◆ Exercise aim ◆
Begin with the line holding "Where can you spot the grassy", then print every line after it through the end of the data, exactly and with nothing added.

*** Data section Section Begins ***

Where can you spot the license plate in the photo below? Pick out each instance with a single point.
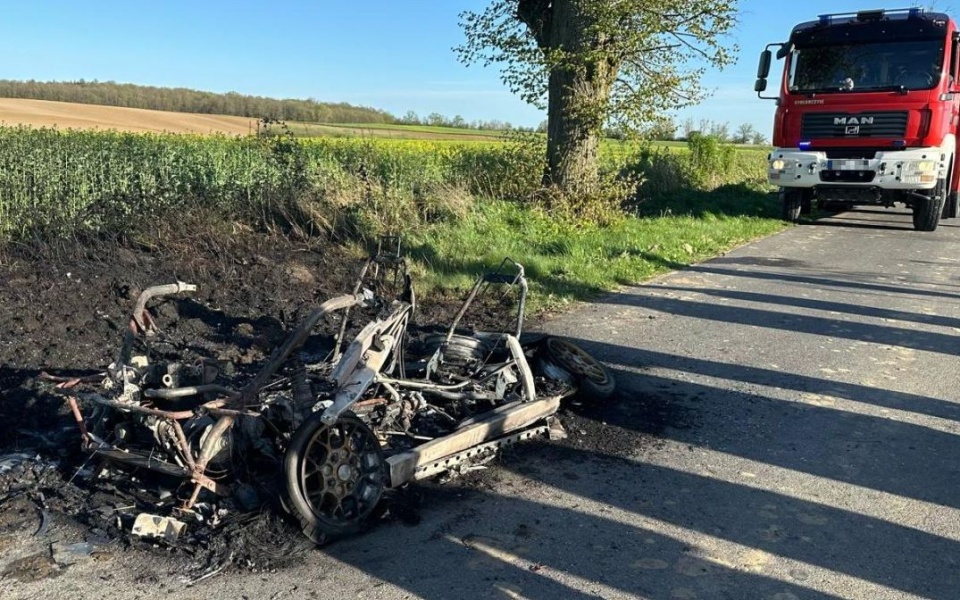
(846, 165)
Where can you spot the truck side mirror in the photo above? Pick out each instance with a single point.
(763, 70)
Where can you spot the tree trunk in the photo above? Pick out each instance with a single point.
(572, 145)
(577, 95)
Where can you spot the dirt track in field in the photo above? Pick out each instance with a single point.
(67, 115)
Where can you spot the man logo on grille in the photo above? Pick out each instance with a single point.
(853, 121)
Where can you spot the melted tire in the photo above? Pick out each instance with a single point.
(335, 477)
(927, 213)
(593, 380)
(791, 204)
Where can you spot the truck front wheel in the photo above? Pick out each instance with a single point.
(791, 202)
(926, 213)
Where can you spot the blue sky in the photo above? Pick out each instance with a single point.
(389, 54)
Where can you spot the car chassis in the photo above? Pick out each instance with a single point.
(398, 403)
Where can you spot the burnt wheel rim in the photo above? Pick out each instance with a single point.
(342, 472)
(576, 360)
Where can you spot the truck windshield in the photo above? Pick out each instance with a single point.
(913, 65)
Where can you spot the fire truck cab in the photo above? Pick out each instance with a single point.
(867, 114)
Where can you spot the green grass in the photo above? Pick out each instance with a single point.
(566, 263)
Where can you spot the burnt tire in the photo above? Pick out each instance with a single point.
(791, 204)
(926, 213)
(335, 476)
(950, 208)
(569, 363)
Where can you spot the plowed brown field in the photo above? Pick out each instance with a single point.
(64, 115)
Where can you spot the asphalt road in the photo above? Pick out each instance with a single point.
(803, 389)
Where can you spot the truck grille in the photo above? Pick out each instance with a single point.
(855, 125)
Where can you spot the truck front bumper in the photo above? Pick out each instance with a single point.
(913, 169)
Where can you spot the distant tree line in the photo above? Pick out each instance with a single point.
(667, 129)
(458, 122)
(109, 93)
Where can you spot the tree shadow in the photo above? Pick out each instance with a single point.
(878, 453)
(797, 323)
(474, 542)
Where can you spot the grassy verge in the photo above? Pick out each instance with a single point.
(461, 207)
(566, 263)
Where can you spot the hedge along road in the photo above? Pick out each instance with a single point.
(801, 391)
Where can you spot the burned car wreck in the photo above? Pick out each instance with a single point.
(358, 400)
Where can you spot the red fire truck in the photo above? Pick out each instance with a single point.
(867, 114)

*** Data section Section Ends ***

◆ Answer to the problem ◆
Where can you spot the grassy verge in the photo above? Pick out each instance with a single point.
(461, 207)
(566, 263)
Where can you spot the hedge along road in the photo above? Pick out each instance with a single point.
(801, 391)
Where can you spot the burned car wreck in the photo above? Pick out each instance with a single point.
(358, 400)
Where can you spot the red fire truck in the photo above? Pick out each instance with a single point.
(867, 114)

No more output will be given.